(Records from a dataset)
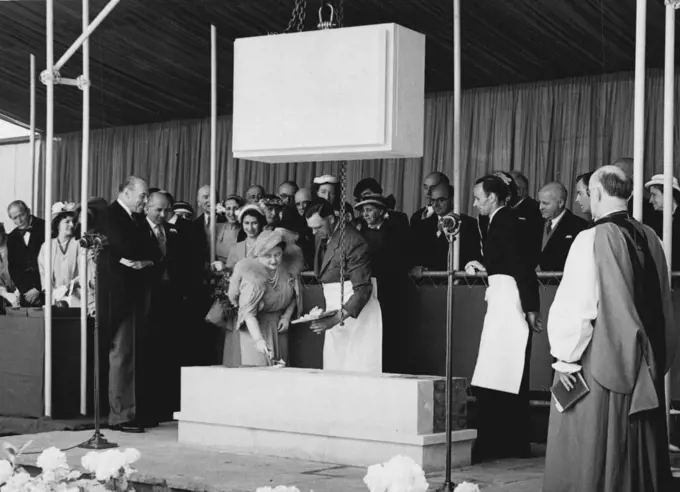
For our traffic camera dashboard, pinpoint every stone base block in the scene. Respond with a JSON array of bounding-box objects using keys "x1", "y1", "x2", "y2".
[{"x1": 175, "y1": 367, "x2": 477, "y2": 472}]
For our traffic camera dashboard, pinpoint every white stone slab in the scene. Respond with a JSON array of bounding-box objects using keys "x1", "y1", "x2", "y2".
[
  {"x1": 175, "y1": 366, "x2": 477, "y2": 471},
  {"x1": 233, "y1": 24, "x2": 425, "y2": 162}
]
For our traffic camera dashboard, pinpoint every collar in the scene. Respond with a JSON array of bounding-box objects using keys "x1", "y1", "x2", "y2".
[
  {"x1": 550, "y1": 208, "x2": 567, "y2": 230},
  {"x1": 512, "y1": 197, "x2": 527, "y2": 208},
  {"x1": 146, "y1": 216, "x2": 161, "y2": 231},
  {"x1": 116, "y1": 198, "x2": 132, "y2": 218},
  {"x1": 489, "y1": 205, "x2": 505, "y2": 224}
]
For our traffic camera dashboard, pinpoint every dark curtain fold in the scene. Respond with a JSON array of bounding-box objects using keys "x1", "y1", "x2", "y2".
[{"x1": 39, "y1": 71, "x2": 680, "y2": 217}]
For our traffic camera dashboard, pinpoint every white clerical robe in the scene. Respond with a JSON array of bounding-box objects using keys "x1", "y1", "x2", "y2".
[{"x1": 548, "y1": 228, "x2": 600, "y2": 373}]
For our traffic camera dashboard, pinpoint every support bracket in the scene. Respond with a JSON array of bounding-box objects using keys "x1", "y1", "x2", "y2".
[{"x1": 40, "y1": 69, "x2": 61, "y2": 85}]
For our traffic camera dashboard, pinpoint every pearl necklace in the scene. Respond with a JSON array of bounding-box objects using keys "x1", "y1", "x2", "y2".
[{"x1": 267, "y1": 268, "x2": 281, "y2": 288}]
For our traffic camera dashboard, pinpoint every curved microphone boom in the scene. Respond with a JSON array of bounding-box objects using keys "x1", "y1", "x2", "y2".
[{"x1": 439, "y1": 212, "x2": 462, "y2": 239}]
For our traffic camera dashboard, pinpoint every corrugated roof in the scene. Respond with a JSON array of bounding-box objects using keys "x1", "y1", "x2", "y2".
[{"x1": 0, "y1": 0, "x2": 664, "y2": 132}]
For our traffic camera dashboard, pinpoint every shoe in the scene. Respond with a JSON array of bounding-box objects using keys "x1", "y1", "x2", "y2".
[{"x1": 109, "y1": 422, "x2": 145, "y2": 434}]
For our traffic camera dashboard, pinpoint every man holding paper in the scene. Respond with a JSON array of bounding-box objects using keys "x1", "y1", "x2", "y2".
[{"x1": 543, "y1": 166, "x2": 678, "y2": 492}]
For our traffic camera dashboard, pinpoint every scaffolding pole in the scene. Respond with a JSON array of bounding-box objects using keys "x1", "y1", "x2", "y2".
[
  {"x1": 42, "y1": 0, "x2": 54, "y2": 417},
  {"x1": 79, "y1": 0, "x2": 91, "y2": 415},
  {"x1": 210, "y1": 24, "x2": 217, "y2": 263},
  {"x1": 633, "y1": 0, "x2": 647, "y2": 222}
]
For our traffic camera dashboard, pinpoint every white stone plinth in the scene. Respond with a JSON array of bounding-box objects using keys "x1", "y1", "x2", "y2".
[
  {"x1": 175, "y1": 366, "x2": 477, "y2": 471},
  {"x1": 232, "y1": 24, "x2": 425, "y2": 162}
]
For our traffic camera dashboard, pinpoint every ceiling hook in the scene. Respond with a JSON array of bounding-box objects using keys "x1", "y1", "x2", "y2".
[{"x1": 316, "y1": 3, "x2": 335, "y2": 29}]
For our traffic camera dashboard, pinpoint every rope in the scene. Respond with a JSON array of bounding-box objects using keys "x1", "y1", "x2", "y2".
[{"x1": 340, "y1": 161, "x2": 347, "y2": 326}]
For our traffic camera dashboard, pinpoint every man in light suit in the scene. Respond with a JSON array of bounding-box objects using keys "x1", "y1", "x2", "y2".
[
  {"x1": 106, "y1": 176, "x2": 161, "y2": 432},
  {"x1": 538, "y1": 183, "x2": 588, "y2": 272},
  {"x1": 7, "y1": 200, "x2": 45, "y2": 307},
  {"x1": 305, "y1": 199, "x2": 382, "y2": 372}
]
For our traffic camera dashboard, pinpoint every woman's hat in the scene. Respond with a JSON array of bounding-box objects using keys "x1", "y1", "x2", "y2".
[
  {"x1": 314, "y1": 174, "x2": 340, "y2": 185},
  {"x1": 354, "y1": 195, "x2": 389, "y2": 210},
  {"x1": 260, "y1": 195, "x2": 284, "y2": 208},
  {"x1": 52, "y1": 202, "x2": 76, "y2": 219},
  {"x1": 236, "y1": 203, "x2": 265, "y2": 222},
  {"x1": 172, "y1": 202, "x2": 194, "y2": 215},
  {"x1": 645, "y1": 174, "x2": 680, "y2": 192}
]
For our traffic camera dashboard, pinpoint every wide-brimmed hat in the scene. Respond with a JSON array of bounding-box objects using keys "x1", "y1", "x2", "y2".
[
  {"x1": 260, "y1": 195, "x2": 284, "y2": 208},
  {"x1": 354, "y1": 195, "x2": 389, "y2": 210},
  {"x1": 172, "y1": 202, "x2": 194, "y2": 215},
  {"x1": 645, "y1": 174, "x2": 680, "y2": 193},
  {"x1": 314, "y1": 174, "x2": 340, "y2": 185},
  {"x1": 236, "y1": 203, "x2": 265, "y2": 222}
]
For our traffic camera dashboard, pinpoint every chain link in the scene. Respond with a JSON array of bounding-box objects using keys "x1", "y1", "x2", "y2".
[
  {"x1": 283, "y1": 0, "x2": 307, "y2": 32},
  {"x1": 340, "y1": 161, "x2": 347, "y2": 326}
]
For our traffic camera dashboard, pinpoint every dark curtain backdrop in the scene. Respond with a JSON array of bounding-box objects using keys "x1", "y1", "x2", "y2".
[{"x1": 39, "y1": 71, "x2": 679, "y2": 217}]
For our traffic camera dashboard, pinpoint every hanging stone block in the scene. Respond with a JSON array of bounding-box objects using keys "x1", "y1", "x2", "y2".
[{"x1": 233, "y1": 24, "x2": 425, "y2": 162}]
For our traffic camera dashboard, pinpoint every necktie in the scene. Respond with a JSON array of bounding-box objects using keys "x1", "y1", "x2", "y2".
[{"x1": 156, "y1": 225, "x2": 168, "y2": 257}]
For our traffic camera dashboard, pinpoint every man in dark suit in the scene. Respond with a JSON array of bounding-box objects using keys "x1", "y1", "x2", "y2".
[
  {"x1": 354, "y1": 178, "x2": 409, "y2": 227},
  {"x1": 538, "y1": 182, "x2": 588, "y2": 272},
  {"x1": 305, "y1": 199, "x2": 382, "y2": 372},
  {"x1": 106, "y1": 176, "x2": 161, "y2": 432},
  {"x1": 7, "y1": 200, "x2": 45, "y2": 307},
  {"x1": 509, "y1": 170, "x2": 543, "y2": 267},
  {"x1": 412, "y1": 183, "x2": 482, "y2": 271},
  {"x1": 466, "y1": 175, "x2": 542, "y2": 461},
  {"x1": 185, "y1": 185, "x2": 226, "y2": 366},
  {"x1": 612, "y1": 157, "x2": 663, "y2": 237},
  {"x1": 142, "y1": 191, "x2": 183, "y2": 424}
]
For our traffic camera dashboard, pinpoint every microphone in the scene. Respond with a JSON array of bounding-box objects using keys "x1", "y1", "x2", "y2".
[{"x1": 439, "y1": 212, "x2": 461, "y2": 238}]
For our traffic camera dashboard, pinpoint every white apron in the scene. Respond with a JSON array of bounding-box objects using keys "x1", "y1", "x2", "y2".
[
  {"x1": 323, "y1": 279, "x2": 382, "y2": 373},
  {"x1": 471, "y1": 275, "x2": 529, "y2": 394}
]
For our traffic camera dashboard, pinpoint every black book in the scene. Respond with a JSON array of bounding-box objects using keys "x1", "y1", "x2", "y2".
[{"x1": 550, "y1": 372, "x2": 590, "y2": 412}]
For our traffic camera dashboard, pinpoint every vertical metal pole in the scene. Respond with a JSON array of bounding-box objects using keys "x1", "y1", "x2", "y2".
[
  {"x1": 79, "y1": 0, "x2": 90, "y2": 415},
  {"x1": 663, "y1": 0, "x2": 678, "y2": 452},
  {"x1": 633, "y1": 0, "x2": 647, "y2": 222},
  {"x1": 449, "y1": 0, "x2": 461, "y2": 270},
  {"x1": 42, "y1": 0, "x2": 54, "y2": 417},
  {"x1": 28, "y1": 54, "x2": 39, "y2": 211},
  {"x1": 210, "y1": 25, "x2": 217, "y2": 262}
]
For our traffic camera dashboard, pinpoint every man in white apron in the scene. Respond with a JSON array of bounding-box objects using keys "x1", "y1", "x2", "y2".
[
  {"x1": 305, "y1": 201, "x2": 382, "y2": 373},
  {"x1": 466, "y1": 175, "x2": 542, "y2": 460}
]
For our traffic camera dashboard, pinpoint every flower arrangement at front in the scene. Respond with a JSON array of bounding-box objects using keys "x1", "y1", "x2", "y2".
[{"x1": 0, "y1": 442, "x2": 140, "y2": 492}]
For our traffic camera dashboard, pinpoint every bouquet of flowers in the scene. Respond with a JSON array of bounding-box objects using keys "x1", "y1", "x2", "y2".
[
  {"x1": 0, "y1": 442, "x2": 140, "y2": 492},
  {"x1": 205, "y1": 261, "x2": 238, "y2": 326}
]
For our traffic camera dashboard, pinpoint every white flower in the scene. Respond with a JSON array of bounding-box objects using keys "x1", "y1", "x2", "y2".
[
  {"x1": 453, "y1": 482, "x2": 479, "y2": 492},
  {"x1": 0, "y1": 470, "x2": 33, "y2": 492},
  {"x1": 38, "y1": 446, "x2": 68, "y2": 472},
  {"x1": 364, "y1": 456, "x2": 429, "y2": 492},
  {"x1": 0, "y1": 460, "x2": 14, "y2": 485},
  {"x1": 81, "y1": 448, "x2": 141, "y2": 482}
]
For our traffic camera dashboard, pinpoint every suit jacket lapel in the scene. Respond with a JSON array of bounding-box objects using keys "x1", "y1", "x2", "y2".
[{"x1": 319, "y1": 234, "x2": 338, "y2": 277}]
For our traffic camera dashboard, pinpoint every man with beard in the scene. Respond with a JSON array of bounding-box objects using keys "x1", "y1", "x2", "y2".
[{"x1": 106, "y1": 176, "x2": 160, "y2": 432}]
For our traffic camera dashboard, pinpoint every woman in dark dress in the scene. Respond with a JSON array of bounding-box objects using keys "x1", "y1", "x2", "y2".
[
  {"x1": 466, "y1": 175, "x2": 542, "y2": 460},
  {"x1": 355, "y1": 195, "x2": 412, "y2": 374}
]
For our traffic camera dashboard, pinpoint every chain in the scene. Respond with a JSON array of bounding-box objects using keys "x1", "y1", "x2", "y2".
[
  {"x1": 340, "y1": 161, "x2": 347, "y2": 326},
  {"x1": 283, "y1": 0, "x2": 307, "y2": 32},
  {"x1": 335, "y1": 0, "x2": 345, "y2": 27}
]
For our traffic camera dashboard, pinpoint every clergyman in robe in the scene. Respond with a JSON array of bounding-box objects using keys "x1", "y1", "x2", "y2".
[{"x1": 543, "y1": 166, "x2": 678, "y2": 492}]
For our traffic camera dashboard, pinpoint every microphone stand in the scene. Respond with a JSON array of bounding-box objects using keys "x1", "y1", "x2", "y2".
[
  {"x1": 78, "y1": 243, "x2": 118, "y2": 449},
  {"x1": 438, "y1": 214, "x2": 461, "y2": 492}
]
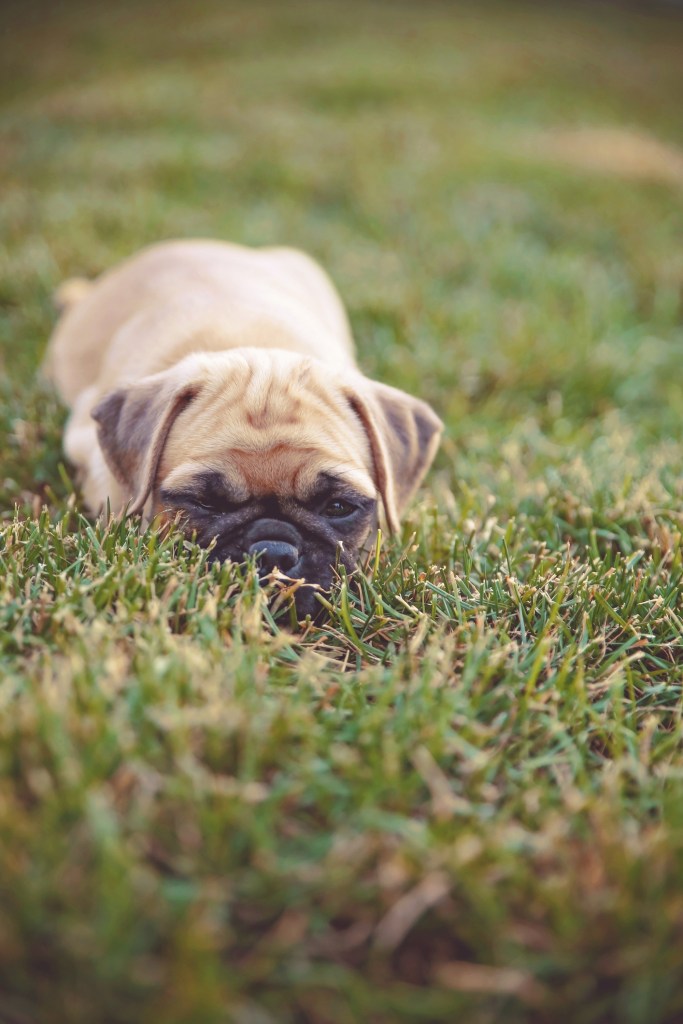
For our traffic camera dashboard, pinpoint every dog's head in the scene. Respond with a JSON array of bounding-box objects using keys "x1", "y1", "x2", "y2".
[{"x1": 93, "y1": 349, "x2": 441, "y2": 616}]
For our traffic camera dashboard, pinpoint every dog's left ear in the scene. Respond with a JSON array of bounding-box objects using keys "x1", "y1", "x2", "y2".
[
  {"x1": 347, "y1": 380, "x2": 443, "y2": 534},
  {"x1": 92, "y1": 373, "x2": 198, "y2": 515}
]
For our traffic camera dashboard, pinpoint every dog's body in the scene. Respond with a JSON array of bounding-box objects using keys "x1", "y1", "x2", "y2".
[{"x1": 44, "y1": 242, "x2": 441, "y2": 611}]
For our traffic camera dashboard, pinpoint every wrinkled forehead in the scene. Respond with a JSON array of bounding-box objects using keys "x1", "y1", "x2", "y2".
[{"x1": 159, "y1": 354, "x2": 375, "y2": 500}]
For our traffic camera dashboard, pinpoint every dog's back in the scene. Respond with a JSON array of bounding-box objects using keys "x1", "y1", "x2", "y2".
[{"x1": 43, "y1": 241, "x2": 353, "y2": 407}]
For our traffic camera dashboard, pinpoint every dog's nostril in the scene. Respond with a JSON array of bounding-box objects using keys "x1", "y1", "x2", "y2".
[{"x1": 248, "y1": 541, "x2": 299, "y2": 572}]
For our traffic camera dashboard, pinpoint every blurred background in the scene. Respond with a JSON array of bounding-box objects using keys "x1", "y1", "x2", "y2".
[{"x1": 0, "y1": 0, "x2": 683, "y2": 501}]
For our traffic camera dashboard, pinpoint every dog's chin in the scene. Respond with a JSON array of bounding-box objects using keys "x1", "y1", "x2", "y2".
[{"x1": 214, "y1": 549, "x2": 356, "y2": 625}]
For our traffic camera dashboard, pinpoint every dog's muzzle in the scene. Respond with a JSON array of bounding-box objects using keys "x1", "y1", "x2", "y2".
[{"x1": 245, "y1": 519, "x2": 301, "y2": 575}]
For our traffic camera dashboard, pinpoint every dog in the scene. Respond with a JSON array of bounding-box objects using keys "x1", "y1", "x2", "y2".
[{"x1": 43, "y1": 241, "x2": 442, "y2": 617}]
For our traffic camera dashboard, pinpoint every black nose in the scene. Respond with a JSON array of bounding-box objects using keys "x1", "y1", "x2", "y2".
[{"x1": 248, "y1": 541, "x2": 299, "y2": 572}]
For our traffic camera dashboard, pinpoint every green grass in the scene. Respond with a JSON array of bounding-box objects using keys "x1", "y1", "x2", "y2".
[{"x1": 0, "y1": 0, "x2": 683, "y2": 1024}]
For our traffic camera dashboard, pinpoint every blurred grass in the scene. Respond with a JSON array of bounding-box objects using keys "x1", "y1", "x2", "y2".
[{"x1": 0, "y1": 0, "x2": 683, "y2": 1024}]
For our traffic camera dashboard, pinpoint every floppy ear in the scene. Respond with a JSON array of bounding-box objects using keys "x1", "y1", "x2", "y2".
[
  {"x1": 92, "y1": 375, "x2": 198, "y2": 515},
  {"x1": 348, "y1": 381, "x2": 443, "y2": 534}
]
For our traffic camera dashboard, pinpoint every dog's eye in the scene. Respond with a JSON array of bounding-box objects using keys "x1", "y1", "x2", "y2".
[{"x1": 322, "y1": 498, "x2": 355, "y2": 519}]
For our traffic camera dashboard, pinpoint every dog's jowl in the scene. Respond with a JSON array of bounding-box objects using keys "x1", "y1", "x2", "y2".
[{"x1": 44, "y1": 242, "x2": 441, "y2": 615}]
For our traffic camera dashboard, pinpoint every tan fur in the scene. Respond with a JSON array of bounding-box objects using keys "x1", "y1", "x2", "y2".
[{"x1": 44, "y1": 241, "x2": 441, "y2": 529}]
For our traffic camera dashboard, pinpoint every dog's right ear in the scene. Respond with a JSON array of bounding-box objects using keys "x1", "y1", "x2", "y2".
[{"x1": 92, "y1": 374, "x2": 199, "y2": 515}]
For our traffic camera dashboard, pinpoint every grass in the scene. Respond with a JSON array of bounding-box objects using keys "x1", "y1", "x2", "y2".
[{"x1": 0, "y1": 0, "x2": 683, "y2": 1024}]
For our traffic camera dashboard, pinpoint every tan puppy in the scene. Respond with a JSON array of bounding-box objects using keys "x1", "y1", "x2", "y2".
[{"x1": 44, "y1": 241, "x2": 441, "y2": 615}]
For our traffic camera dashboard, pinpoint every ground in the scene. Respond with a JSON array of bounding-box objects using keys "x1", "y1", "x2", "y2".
[{"x1": 0, "y1": 0, "x2": 683, "y2": 1024}]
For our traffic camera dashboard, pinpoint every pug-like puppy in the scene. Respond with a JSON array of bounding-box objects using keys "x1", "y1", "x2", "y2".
[{"x1": 43, "y1": 241, "x2": 441, "y2": 616}]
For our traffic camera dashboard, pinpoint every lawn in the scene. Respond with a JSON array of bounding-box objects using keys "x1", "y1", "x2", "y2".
[{"x1": 0, "y1": 0, "x2": 683, "y2": 1024}]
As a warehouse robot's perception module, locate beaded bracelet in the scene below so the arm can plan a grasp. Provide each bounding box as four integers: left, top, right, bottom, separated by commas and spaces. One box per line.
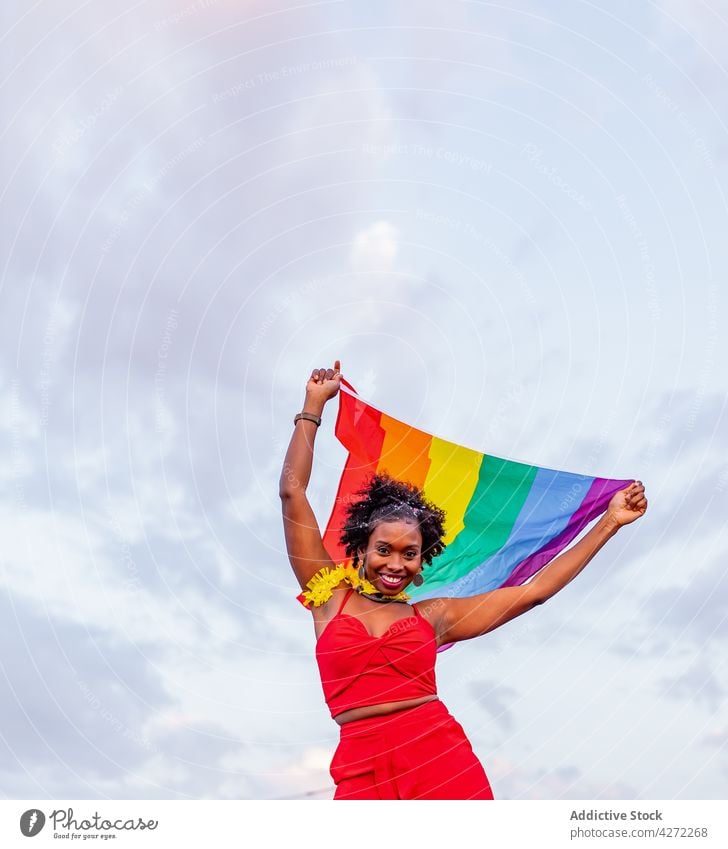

### Problem to work on
Which of the lines above contain the string "curtain"? Pull out each one and copy it in full, treating uppercase and lowercase letters as different.

### Answer in full
For our traffic camera dashboard, pinpoint every dark curtain fold in the scene. Respond with a JSON array of bounding-box objects using keys "x1", "y1", "x2", "y2".
For our traffic camera dashboard, pinpoint every dark curtain backdrop in the scene. Respond with a JSON array of bounding-box objects using keys "x1", "y1", "x2", "y2".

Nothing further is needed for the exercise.